▸ Job: Starting at the line that contains "target: **white smoke column**" and ending at the line that contains "42], [49, 40]]", write out these lines again with "vertex pairs" swapped for "point pairs" and nothing else altered.

─── Working data

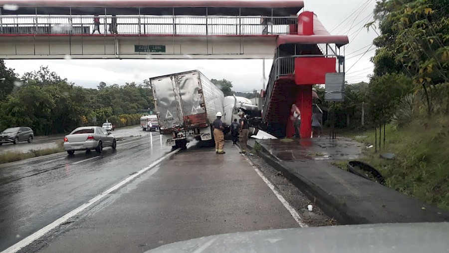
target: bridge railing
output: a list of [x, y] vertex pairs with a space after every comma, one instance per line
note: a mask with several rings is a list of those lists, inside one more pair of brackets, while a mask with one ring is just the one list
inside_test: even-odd
[[333, 52], [331, 52], [330, 54], [301, 54], [280, 57], [277, 56], [276, 53], [274, 59], [273, 60], [273, 64], [271, 65], [271, 69], [270, 71], [270, 75], [265, 91], [262, 110], [262, 117], [264, 120], [267, 112], [267, 110], [269, 109], [271, 97], [273, 93], [276, 81], [282, 76], [291, 76], [295, 74], [299, 74], [295, 73], [295, 59], [296, 58], [312, 57], [336, 58], [337, 58], [335, 66], [336, 71], [339, 73], [344, 72], [344, 56], [335, 54]]
[[[222, 16], [100, 16], [100, 31], [115, 21], [117, 33], [160, 35], [264, 35], [288, 34], [296, 17]], [[93, 16], [0, 15], [0, 34], [89, 34]]]

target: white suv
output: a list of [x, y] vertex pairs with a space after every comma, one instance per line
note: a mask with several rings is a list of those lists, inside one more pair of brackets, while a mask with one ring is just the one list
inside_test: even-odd
[[107, 122], [103, 123], [103, 129], [106, 131], [112, 131], [112, 123]]

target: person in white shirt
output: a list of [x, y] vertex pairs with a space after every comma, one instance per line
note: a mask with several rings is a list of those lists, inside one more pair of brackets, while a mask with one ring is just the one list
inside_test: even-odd
[[293, 127], [295, 128], [294, 138], [300, 138], [301, 135], [299, 134], [299, 128], [301, 126], [301, 111], [296, 105], [291, 105], [292, 120], [293, 122]]

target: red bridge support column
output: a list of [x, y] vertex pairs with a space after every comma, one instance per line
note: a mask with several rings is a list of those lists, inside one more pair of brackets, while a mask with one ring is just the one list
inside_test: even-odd
[[296, 105], [301, 111], [301, 138], [309, 139], [312, 132], [312, 85], [299, 85], [299, 101]]
[[[296, 85], [290, 94], [296, 106], [301, 111], [301, 126], [299, 133], [301, 138], [309, 139], [312, 132], [312, 85]], [[290, 109], [292, 104], [288, 105]], [[294, 119], [290, 113], [287, 121], [286, 134], [287, 138], [291, 138], [295, 134], [293, 127]]]

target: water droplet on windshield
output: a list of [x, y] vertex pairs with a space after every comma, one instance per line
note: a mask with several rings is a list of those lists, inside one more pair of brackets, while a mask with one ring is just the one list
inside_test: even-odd
[[14, 86], [15, 87], [20, 87], [23, 85], [23, 82], [22, 81], [14, 81]]
[[17, 10], [18, 9], [18, 5], [13, 3], [6, 3], [3, 4], [3, 8], [6, 10]]
[[72, 30], [72, 26], [69, 23], [56, 24], [51, 26], [52, 32], [68, 33]]

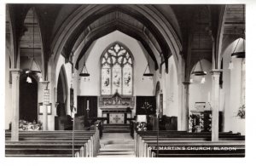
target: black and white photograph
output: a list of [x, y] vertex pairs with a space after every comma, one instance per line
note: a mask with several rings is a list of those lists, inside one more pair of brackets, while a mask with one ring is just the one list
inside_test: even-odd
[[3, 157], [245, 159], [247, 3], [1, 4]]

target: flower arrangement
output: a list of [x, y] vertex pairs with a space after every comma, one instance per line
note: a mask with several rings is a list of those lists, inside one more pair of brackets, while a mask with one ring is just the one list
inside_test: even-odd
[[28, 121], [20, 120], [19, 129], [25, 131], [42, 130], [42, 123], [40, 121], [37, 123], [36, 121], [29, 123]]
[[240, 118], [245, 118], [245, 105], [239, 107], [236, 116], [240, 117]]
[[153, 112], [153, 106], [148, 102], [144, 102], [144, 104], [142, 106], [141, 109], [143, 111], [144, 111], [145, 112]]
[[137, 131], [147, 131], [147, 123], [137, 123]]

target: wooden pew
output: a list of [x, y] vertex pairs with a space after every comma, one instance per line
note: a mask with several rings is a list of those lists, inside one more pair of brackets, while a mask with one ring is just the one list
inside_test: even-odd
[[[16, 142], [6, 140], [6, 156], [11, 156], [11, 154], [19, 156], [19, 154], [20, 153], [15, 152], [17, 152], [17, 150], [23, 152], [22, 153], [24, 154], [21, 153], [21, 156], [25, 156], [25, 154], [27, 154], [26, 156], [33, 156], [33, 154], [37, 154], [34, 151], [35, 149], [37, 150], [37, 152], [41, 152], [41, 156], [49, 157], [50, 153], [52, 153], [53, 157], [55, 156], [55, 154], [57, 154], [57, 156], [61, 156], [58, 154], [61, 151], [60, 151], [57, 146], [62, 148], [63, 151], [66, 151], [66, 152], [61, 152], [64, 157], [72, 156], [73, 138], [70, 135], [67, 135], [67, 137], [65, 137], [64, 135], [51, 136], [52, 137], [48, 138], [47, 135], [32, 135], [32, 135], [22, 135], [21, 134], [21, 138], [20, 137], [20, 140], [22, 140]], [[93, 142], [94, 135], [90, 133], [86, 138], [84, 136], [86, 135], [83, 135], [83, 137], [74, 137], [74, 146], [79, 146], [80, 149], [84, 149], [84, 152], [81, 152], [81, 150], [79, 149], [75, 149], [75, 151], [80, 151], [80, 153], [82, 153], [84, 157], [93, 157], [93, 150], [94, 148], [96, 148], [96, 146]], [[52, 146], [54, 149], [49, 148], [50, 146]], [[50, 149], [48, 153], [44, 152], [47, 149]], [[67, 149], [68, 149], [68, 151]], [[60, 152], [56, 152], [56, 151]], [[69, 153], [70, 155], [66, 155], [66, 153]], [[37, 154], [36, 156], [40, 155]]]
[[6, 157], [72, 157], [73, 142], [76, 157], [96, 157], [100, 146], [100, 123], [96, 122], [94, 131], [74, 131], [74, 137], [73, 131], [67, 130], [20, 131], [20, 140], [11, 141], [7, 131]]

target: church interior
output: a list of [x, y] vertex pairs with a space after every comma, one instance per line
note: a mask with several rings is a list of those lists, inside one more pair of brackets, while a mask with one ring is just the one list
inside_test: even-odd
[[245, 157], [246, 5], [5, 8], [5, 157]]

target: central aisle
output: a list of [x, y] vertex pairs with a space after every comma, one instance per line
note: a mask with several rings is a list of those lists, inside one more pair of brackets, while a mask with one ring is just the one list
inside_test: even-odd
[[134, 140], [129, 133], [104, 133], [97, 157], [135, 157]]

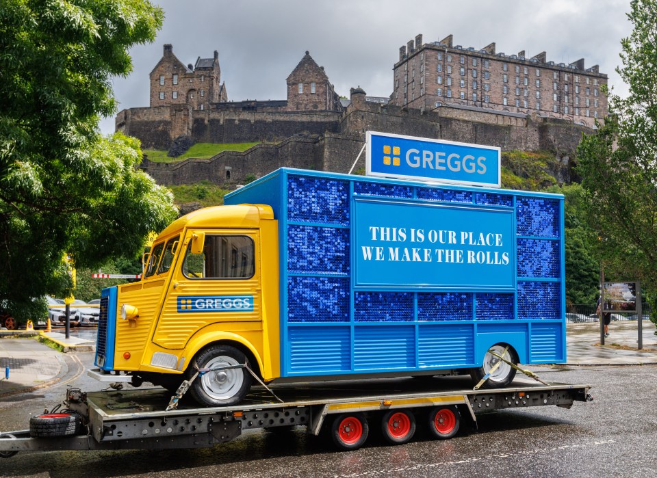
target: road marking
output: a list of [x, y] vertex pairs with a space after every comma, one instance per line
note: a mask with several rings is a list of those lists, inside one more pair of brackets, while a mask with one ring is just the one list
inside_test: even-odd
[[386, 468], [385, 470], [370, 470], [363, 473], [350, 473], [348, 475], [334, 475], [333, 478], [350, 478], [351, 477], [367, 477], [367, 476], [394, 476], [397, 473], [404, 471], [418, 471], [422, 470], [429, 470], [437, 466], [445, 466], [449, 465], [458, 465], [463, 463], [476, 463], [477, 462], [489, 462], [494, 458], [508, 458], [513, 456], [521, 456], [526, 455], [537, 455], [548, 451], [557, 451], [558, 450], [567, 450], [576, 448], [586, 448], [589, 447], [598, 447], [603, 444], [610, 444], [615, 443], [613, 440], [603, 440], [595, 441], [591, 443], [583, 443], [581, 444], [565, 444], [561, 447], [550, 447], [548, 448], [537, 448], [533, 450], [523, 450], [515, 453], [496, 453], [494, 455], [488, 455], [485, 457], [472, 458], [465, 458], [463, 460], [457, 460], [451, 462], [440, 462], [439, 463], [426, 463], [413, 465], [412, 466], [400, 466], [394, 468]]

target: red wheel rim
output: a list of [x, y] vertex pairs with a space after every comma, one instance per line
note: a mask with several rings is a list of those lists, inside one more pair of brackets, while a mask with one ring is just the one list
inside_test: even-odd
[[363, 436], [363, 424], [355, 416], [348, 416], [340, 422], [338, 434], [344, 443], [353, 444]]
[[438, 410], [433, 419], [433, 426], [436, 427], [436, 431], [442, 435], [451, 432], [456, 425], [456, 417], [454, 416], [454, 412], [449, 408]]
[[388, 419], [388, 433], [396, 438], [401, 438], [411, 431], [411, 419], [403, 412], [393, 414]]

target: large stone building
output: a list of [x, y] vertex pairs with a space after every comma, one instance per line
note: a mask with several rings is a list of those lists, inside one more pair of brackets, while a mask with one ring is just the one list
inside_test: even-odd
[[423, 43], [417, 35], [399, 49], [391, 103], [421, 109], [446, 104], [568, 120], [593, 127], [606, 114], [600, 88], [607, 75], [584, 59], [569, 64], [522, 51], [507, 55], [495, 43], [476, 50], [452, 44], [452, 36]]
[[198, 57], [196, 64], [185, 66], [173, 54], [173, 47], [165, 44], [164, 54], [149, 77], [151, 107], [186, 104], [206, 109], [212, 103], [228, 101], [216, 50], [214, 57]]

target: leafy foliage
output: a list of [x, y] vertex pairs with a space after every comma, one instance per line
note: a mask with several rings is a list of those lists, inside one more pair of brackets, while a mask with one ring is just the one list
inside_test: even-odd
[[[634, 25], [623, 39], [627, 98], [608, 94], [609, 116], [578, 150], [589, 220], [608, 276], [640, 279], [647, 296], [657, 286], [657, 1], [632, 0]], [[652, 292], [652, 293], [651, 293]], [[653, 304], [654, 313], [656, 310]]]
[[175, 216], [134, 168], [138, 142], [98, 131], [111, 77], [162, 20], [146, 0], [0, 0], [0, 304], [16, 317], [68, 295], [65, 254], [78, 268], [136, 256]]
[[149, 161], [158, 163], [172, 163], [188, 158], [211, 158], [222, 151], [246, 151], [259, 143], [196, 143], [180, 156], [169, 157], [167, 151], [155, 149], [144, 150]]

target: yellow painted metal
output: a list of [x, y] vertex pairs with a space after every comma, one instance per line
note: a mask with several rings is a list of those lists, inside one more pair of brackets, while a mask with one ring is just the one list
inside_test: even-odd
[[[185, 278], [181, 265], [195, 233], [245, 235], [255, 246], [255, 274], [249, 279]], [[255, 357], [263, 377], [280, 376], [279, 325], [278, 222], [269, 206], [220, 206], [200, 209], [169, 225], [155, 239], [157, 245], [179, 238], [180, 243], [168, 272], [119, 286], [117, 316], [123, 304], [136, 307], [133, 320], [117, 321], [114, 368], [116, 370], [180, 373], [151, 365], [155, 352], [185, 358], [216, 342], [240, 344]], [[179, 295], [252, 295], [253, 312], [178, 313]], [[130, 352], [126, 360], [123, 354]]]

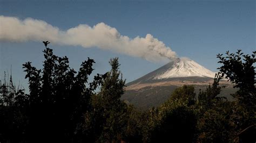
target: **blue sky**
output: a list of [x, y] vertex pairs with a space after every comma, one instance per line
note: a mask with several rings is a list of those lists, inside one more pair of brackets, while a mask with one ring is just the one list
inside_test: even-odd
[[[234, 52], [238, 48], [251, 54], [255, 50], [254, 1], [0, 1], [0, 15], [42, 20], [62, 31], [81, 24], [93, 26], [103, 22], [132, 39], [149, 33], [179, 56], [188, 57], [214, 72], [219, 66], [217, 54]], [[87, 57], [94, 59], [95, 74], [108, 71], [108, 61], [118, 56], [127, 82], [166, 63], [97, 47], [58, 44], [49, 47], [57, 55], [66, 55], [75, 69]], [[43, 49], [42, 42], [0, 41], [0, 78], [4, 71], [10, 71], [11, 65], [15, 80], [26, 88], [22, 65], [29, 61], [42, 68]]]

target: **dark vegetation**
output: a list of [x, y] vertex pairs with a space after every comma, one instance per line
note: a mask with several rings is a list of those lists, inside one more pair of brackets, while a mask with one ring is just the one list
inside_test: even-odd
[[[89, 83], [93, 60], [76, 72], [68, 58], [49, 48], [43, 52], [42, 70], [23, 65], [29, 94], [15, 88], [11, 76], [0, 84], [1, 142], [255, 141], [255, 52], [218, 55], [222, 66], [212, 85], [198, 95], [192, 86], [177, 88], [165, 103], [145, 111], [120, 99], [125, 81], [117, 58], [110, 60], [111, 71]], [[238, 89], [233, 101], [218, 96], [222, 78]]]

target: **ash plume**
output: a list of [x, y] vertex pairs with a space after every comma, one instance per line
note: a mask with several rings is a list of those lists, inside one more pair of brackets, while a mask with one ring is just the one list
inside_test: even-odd
[[98, 47], [139, 57], [150, 61], [177, 58], [175, 52], [150, 34], [131, 38], [114, 27], [100, 23], [92, 27], [80, 24], [61, 30], [46, 22], [30, 18], [24, 20], [0, 16], [0, 41], [26, 42], [49, 40], [63, 45]]

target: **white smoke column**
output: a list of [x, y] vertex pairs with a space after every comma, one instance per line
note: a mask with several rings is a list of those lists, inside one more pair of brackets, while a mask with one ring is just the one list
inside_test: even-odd
[[52, 43], [80, 46], [84, 48], [97, 47], [102, 49], [140, 57], [151, 61], [165, 58], [174, 60], [176, 53], [150, 34], [145, 38], [133, 39], [122, 35], [115, 28], [103, 23], [93, 27], [81, 24], [60, 30], [45, 22], [26, 18], [0, 16], [0, 41], [25, 42], [49, 40]]

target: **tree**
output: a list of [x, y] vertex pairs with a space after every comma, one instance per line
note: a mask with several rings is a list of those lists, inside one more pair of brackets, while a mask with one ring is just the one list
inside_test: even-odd
[[256, 51], [253, 54], [244, 55], [241, 50], [239, 49], [235, 53], [226, 53], [226, 56], [218, 54], [223, 64], [219, 68], [220, 72], [225, 77], [235, 84], [234, 88], [239, 89], [237, 98], [241, 103], [248, 106], [254, 106], [256, 103], [256, 68], [253, 64], [256, 62]]
[[30, 62], [23, 65], [25, 78], [29, 79], [29, 117], [27, 135], [31, 141], [83, 141], [87, 137], [81, 123], [90, 108], [93, 91], [102, 82], [97, 74], [91, 83], [95, 61], [88, 58], [82, 62], [78, 73], [69, 67], [67, 57], [58, 57], [48, 47], [44, 50], [43, 70], [37, 69]]
[[[244, 55], [241, 50], [238, 49], [235, 53], [226, 53], [226, 56], [218, 54], [219, 63], [223, 65], [219, 68], [224, 76], [235, 84], [234, 88], [239, 89], [233, 95], [236, 98], [233, 109], [232, 120], [237, 125], [237, 130], [244, 131], [256, 122], [256, 76], [254, 64], [256, 62], [256, 51], [251, 55]], [[249, 134], [256, 132], [254, 125], [253, 130], [250, 128]], [[243, 136], [246, 136], [244, 135]], [[248, 137], [251, 141], [255, 142], [255, 138]]]
[[118, 59], [111, 59], [109, 63], [111, 70], [105, 75], [99, 92], [92, 98], [93, 109], [85, 119], [85, 126], [91, 125], [86, 127], [94, 131], [94, 141], [117, 142], [124, 138], [128, 115], [126, 104], [120, 98], [125, 81], [119, 70]]

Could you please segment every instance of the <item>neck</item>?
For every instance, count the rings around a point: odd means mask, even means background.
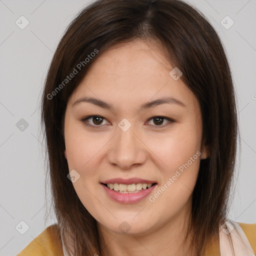
[[[189,206],[185,207],[162,226],[148,231],[146,234],[118,234],[98,222],[102,256],[196,255],[194,252],[188,254],[191,234],[189,234],[187,240],[184,241],[190,215],[188,214],[190,212],[190,206]],[[190,210],[188,212],[188,210]]]

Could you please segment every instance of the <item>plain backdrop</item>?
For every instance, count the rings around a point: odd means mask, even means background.
[[[256,1],[188,2],[220,34],[237,94],[241,154],[230,218],[256,223]],[[44,222],[51,198],[46,198],[39,102],[53,52],[68,24],[88,2],[0,0],[0,256],[16,255],[56,221],[54,214]],[[24,234],[18,227],[26,226],[20,222],[28,226]]]

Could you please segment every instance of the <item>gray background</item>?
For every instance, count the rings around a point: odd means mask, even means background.
[[[218,32],[235,83],[242,144],[230,218],[238,222],[256,223],[256,1],[188,2],[201,10]],[[1,256],[16,255],[55,222],[52,214],[44,222],[51,198],[50,194],[45,196],[39,101],[58,43],[68,25],[88,2],[0,0]],[[24,30],[16,24],[22,16],[30,22]],[[226,16],[234,22],[229,29],[220,23]],[[230,20],[225,20],[226,26],[231,24]],[[16,126],[21,118],[28,124],[23,131]],[[25,228],[22,223],[20,226],[22,220],[29,226],[24,234],[20,234]],[[16,228],[17,225],[20,230]]]

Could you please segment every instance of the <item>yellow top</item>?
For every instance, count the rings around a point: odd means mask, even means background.
[[[238,223],[246,234],[254,253],[256,255],[256,223]],[[206,247],[206,256],[220,256],[218,236],[212,239]],[[62,256],[60,238],[56,224],[45,229],[16,256]]]

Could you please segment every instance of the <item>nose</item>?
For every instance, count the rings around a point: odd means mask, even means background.
[[[146,159],[146,147],[134,130],[133,126],[126,131],[117,128],[108,154],[108,162],[118,166],[120,169],[131,170],[134,166],[142,164]]]

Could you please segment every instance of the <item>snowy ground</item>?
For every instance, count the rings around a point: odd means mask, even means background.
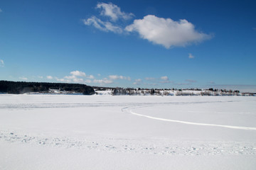
[[[0,169],[255,169],[256,98],[0,95]]]

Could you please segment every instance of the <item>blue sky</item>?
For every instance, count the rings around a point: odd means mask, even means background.
[[[255,1],[0,1],[0,79],[256,91]]]

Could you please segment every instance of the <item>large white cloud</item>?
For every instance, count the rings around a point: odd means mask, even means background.
[[[134,14],[132,13],[127,13],[121,11],[119,7],[112,3],[98,3],[96,8],[102,9],[100,14],[102,16],[110,17],[112,21],[117,21],[119,18],[127,20],[134,16]]]
[[[143,19],[134,20],[125,30],[137,32],[142,38],[164,45],[166,48],[171,46],[186,46],[189,43],[211,38],[209,35],[196,30],[195,26],[185,19],[175,21],[171,18],[159,18],[153,15],[146,16]]]

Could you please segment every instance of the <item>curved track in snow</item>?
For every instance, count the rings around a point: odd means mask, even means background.
[[[194,123],[194,122],[188,122],[188,121],[182,121],[178,120],[172,120],[172,119],[166,119],[157,117],[153,117],[150,115],[146,115],[143,114],[139,114],[138,113],[135,113],[132,110],[132,109],[136,109],[138,108],[146,108],[146,107],[154,107],[154,106],[139,106],[139,107],[126,107],[122,108],[122,111],[126,112],[134,115],[144,117],[146,118],[158,120],[161,121],[166,121],[166,122],[173,122],[173,123],[179,123],[188,125],[203,125],[203,126],[215,126],[215,127],[221,127],[225,128],[230,128],[230,129],[240,129],[240,130],[256,130],[256,128],[254,127],[245,127],[245,126],[233,126],[233,125],[217,125],[217,124],[210,124],[210,123]]]

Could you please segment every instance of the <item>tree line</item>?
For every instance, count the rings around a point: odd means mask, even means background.
[[[31,92],[47,93],[50,89],[81,93],[84,95],[95,93],[92,87],[85,84],[0,81],[1,93],[14,94]]]

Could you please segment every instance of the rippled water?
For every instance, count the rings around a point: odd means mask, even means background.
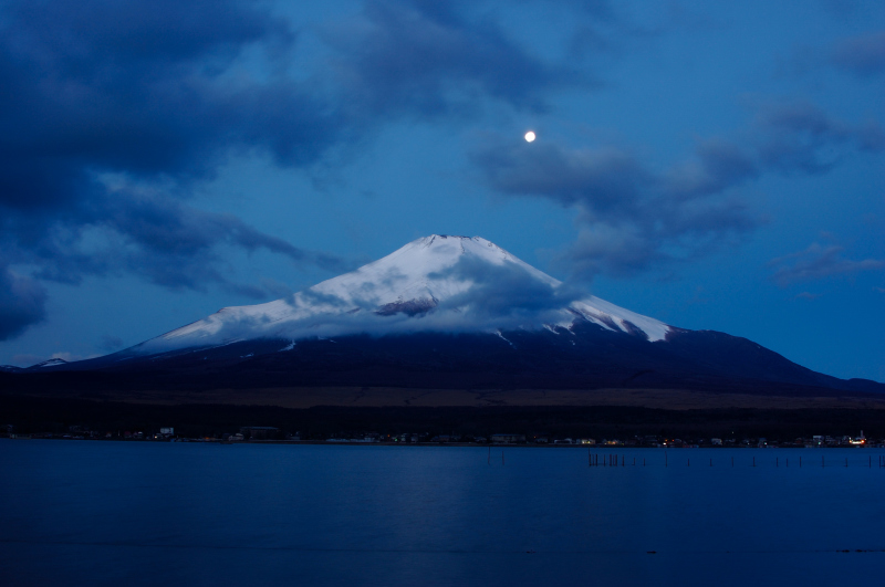
[[[583,449],[0,440],[0,583],[835,585],[885,568],[885,451],[594,453],[625,467]]]

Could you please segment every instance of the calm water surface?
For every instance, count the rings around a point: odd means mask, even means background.
[[[594,450],[601,462],[623,454],[617,468],[589,468],[583,449],[506,448],[503,463],[501,452],[0,440],[0,583],[844,585],[885,574],[882,450],[671,450],[666,468],[663,450]]]

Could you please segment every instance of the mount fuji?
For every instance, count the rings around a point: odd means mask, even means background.
[[[883,392],[746,338],[688,331],[551,277],[478,237],[434,234],[266,304],[226,307],[20,385],[104,389],[408,387]]]

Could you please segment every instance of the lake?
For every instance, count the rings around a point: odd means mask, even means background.
[[[592,452],[600,463],[623,455],[624,467],[587,467],[579,448],[3,439],[0,577],[127,586],[881,580],[885,450],[668,450],[666,467],[663,449]]]

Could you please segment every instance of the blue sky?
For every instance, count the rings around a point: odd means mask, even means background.
[[[882,2],[300,4],[0,7],[0,364],[448,233],[885,381]]]

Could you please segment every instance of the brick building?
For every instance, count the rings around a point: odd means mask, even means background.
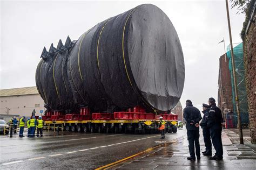
[[[234,128],[235,118],[233,113],[232,91],[231,77],[228,69],[229,59],[225,54],[219,58],[219,89],[218,92],[218,105],[221,110],[227,128]]]
[[[253,4],[252,3],[253,2]],[[256,2],[251,1],[243,37],[244,63],[252,143],[256,144]],[[246,22],[245,23],[246,23]]]
[[[180,101],[177,103],[175,107],[171,110],[172,112],[178,115],[178,121],[183,122],[183,111]]]

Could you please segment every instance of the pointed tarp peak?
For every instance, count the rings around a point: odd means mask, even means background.
[[[44,47],[44,49],[43,49],[43,51],[42,52],[41,58],[42,57],[42,56],[44,54],[44,53],[45,53],[45,52],[47,52],[47,51],[46,51],[46,48],[45,48],[45,47]]]
[[[53,44],[52,43],[49,48],[49,54],[51,55],[52,55],[54,54],[56,51],[56,48],[55,48],[55,47],[53,47]]]
[[[63,47],[63,44],[62,43],[62,40],[60,39],[59,42],[58,42],[58,45],[57,46],[57,50],[60,51]]]
[[[68,36],[66,40],[66,42],[65,42],[65,48],[70,47],[71,44],[72,44],[71,40],[70,39],[70,38],[69,38],[69,36]]]
[[[45,61],[48,58],[48,52],[46,51],[46,48],[45,47],[44,47],[43,49],[43,51],[42,52],[41,58],[42,58],[44,61]]]

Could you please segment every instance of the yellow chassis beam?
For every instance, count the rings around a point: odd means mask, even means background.
[[[45,121],[44,123],[45,124],[51,124],[51,123],[134,123],[139,122],[144,122],[149,121],[151,122],[159,122],[159,120],[90,120],[90,121]],[[165,122],[169,122],[172,123],[173,124],[177,124],[177,121],[176,120],[169,120],[165,121]]]

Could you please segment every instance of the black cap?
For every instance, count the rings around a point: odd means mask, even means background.
[[[214,102],[214,103],[215,103],[215,99],[214,99],[213,97],[210,97],[210,98],[209,98],[209,101],[213,101],[213,102]]]
[[[190,100],[187,100],[186,101],[186,103],[188,103],[192,104],[192,102]]]

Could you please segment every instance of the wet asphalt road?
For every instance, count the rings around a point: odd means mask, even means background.
[[[167,133],[169,141],[186,130]],[[0,136],[0,169],[94,169],[159,145],[160,134],[72,133],[43,138]]]

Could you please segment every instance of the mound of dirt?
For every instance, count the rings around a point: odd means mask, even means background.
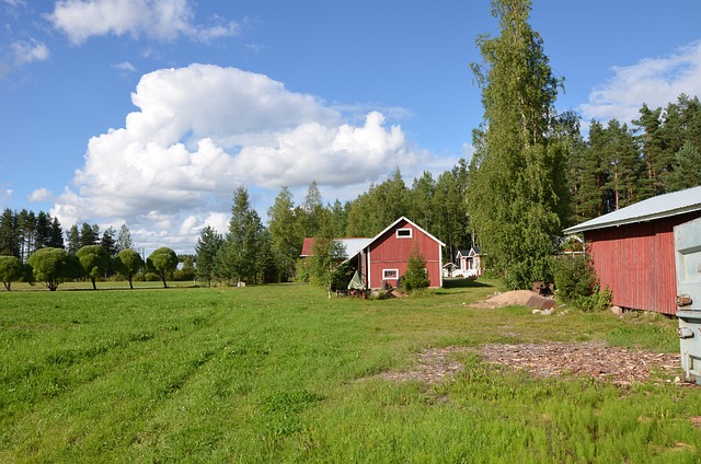
[[[472,303],[472,304],[469,304],[468,306],[476,308],[480,310],[495,310],[497,308],[515,306],[515,305],[525,306],[526,303],[528,303],[528,300],[530,300],[530,298],[535,294],[536,293],[533,293],[530,290],[507,291],[504,293],[495,293],[494,295],[490,297],[484,301]]]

──────

▸ Result:
target: **white smoke column**
output: a list of [x, y] point pairs with a space after every comma, one instance per line
note: a mask with several rings is a list of those lists, inside one more pair of brackets, while a mask with one ring is just the one list
inside_test: even-odd
[[52, 43], [80, 46], [84, 48], [97, 47], [102, 49], [140, 57], [151, 61], [165, 58], [174, 60], [176, 53], [150, 34], [145, 38], [133, 39], [122, 35], [115, 28], [103, 23], [93, 27], [81, 24], [60, 30], [45, 22], [26, 18], [0, 16], [0, 41], [25, 42], [49, 40]]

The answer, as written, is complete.